====== Text provided ======

Day 13 Hard Recommendation Two-Tower Multi-stage Ranking Cold Start

Recommendation Systems — A Funnel From a Billion Candidates to TwentyRetrieval, Multi-stage Ranking, Cold Start, Generative Recommendation

Problem & Constraints

Design the backend for a short-video / e-commerce discovery feed with 200M DAU (TikTok's "For You", Instagram Explore, Taobao's "Guess You Like"): on every pull-to-refresh, pick the 20 items most likely to keep the user engaged out of a corpus of ~1B items, end-to-end < 100ms. The hard part isn't "train a CTR model" — it's the funnel of compute and latency: you cannot run a heavy model over all 1B candidates.

Scale: 1B-item corpus, 200M DAU, hundreds of thousands of QPS at peak.
Latency budget: < 100ms end-to-end, meaning the ranking model can only score a few hundred candidates; retrieval must pull a few thousand out of a billion in milliseconds.
Multi-objective: not just CTR, but completion rate, dwell time, conversion, and diversity — single-objective optimization drives people into filter bubbles.
Cold start: millions of new items daily, new users with no history — how to keep them from sinking.
Unreliable feedback: an impression without a click ≠ dislike (maybe unseen); conversion feedback may arrive days later (delayed feedback).

High-level Architecture (Multi-stage Funnel)

======

■ Questions ■
1. In the text on recommendation systems, what end-to-end latency must each feed refresh stay under?
2. From the recommendation-systems text, reproduce verbatim the stretch from "Problem & Constraints" through "billion in milliseconds.".

====== Extracted data ======

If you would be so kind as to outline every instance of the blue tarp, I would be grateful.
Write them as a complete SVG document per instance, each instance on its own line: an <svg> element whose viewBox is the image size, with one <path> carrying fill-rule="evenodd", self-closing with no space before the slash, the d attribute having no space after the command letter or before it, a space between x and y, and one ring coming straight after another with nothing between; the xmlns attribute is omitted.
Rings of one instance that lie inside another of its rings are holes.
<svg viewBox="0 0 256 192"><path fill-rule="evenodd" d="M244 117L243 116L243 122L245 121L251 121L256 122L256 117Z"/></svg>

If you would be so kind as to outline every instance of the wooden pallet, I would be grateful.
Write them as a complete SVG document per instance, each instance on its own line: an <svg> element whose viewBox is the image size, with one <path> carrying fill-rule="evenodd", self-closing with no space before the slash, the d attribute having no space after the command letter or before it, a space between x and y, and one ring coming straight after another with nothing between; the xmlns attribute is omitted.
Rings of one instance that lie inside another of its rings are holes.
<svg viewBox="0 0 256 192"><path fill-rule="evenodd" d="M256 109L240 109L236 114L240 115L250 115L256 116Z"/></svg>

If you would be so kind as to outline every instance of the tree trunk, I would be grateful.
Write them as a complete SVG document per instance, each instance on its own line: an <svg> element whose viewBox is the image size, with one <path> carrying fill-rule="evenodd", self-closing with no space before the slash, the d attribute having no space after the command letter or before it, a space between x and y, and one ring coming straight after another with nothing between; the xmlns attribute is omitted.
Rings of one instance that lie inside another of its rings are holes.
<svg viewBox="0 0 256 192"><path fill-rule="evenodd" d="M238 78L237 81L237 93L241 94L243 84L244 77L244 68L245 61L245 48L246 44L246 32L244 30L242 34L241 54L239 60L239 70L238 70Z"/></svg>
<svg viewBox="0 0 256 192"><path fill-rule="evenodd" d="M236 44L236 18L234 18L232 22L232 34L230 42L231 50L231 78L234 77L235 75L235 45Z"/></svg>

======

■ Answers below ■
1. Each refresh must stay under 100ms end-to-end.

2.
Problem & Constraints

Design the backend for a short-video / e-commerce discovery feed with 200M DAU (TikTok's "For You", Instagram Explore, Taobao's "Guess You Like"): on every pull-to-refresh, pick the 20 items most likely to keep the user engaged out of a corpus of ~1B items, end-to-end < 100ms. The hard part isn't "train a CTR model" — it's the funnel of compute and latency: you cannot run a heavy model over all 1B candidates.

Scale: 1B-item corpus, 200M DAU, hundreds of thousands of QPS at peak.
Latency budget: < 100ms end-to-end, meaning the ranking model can only score a few hundred candidates; retrieval must pull a few thousand out of a billion in milliseconds.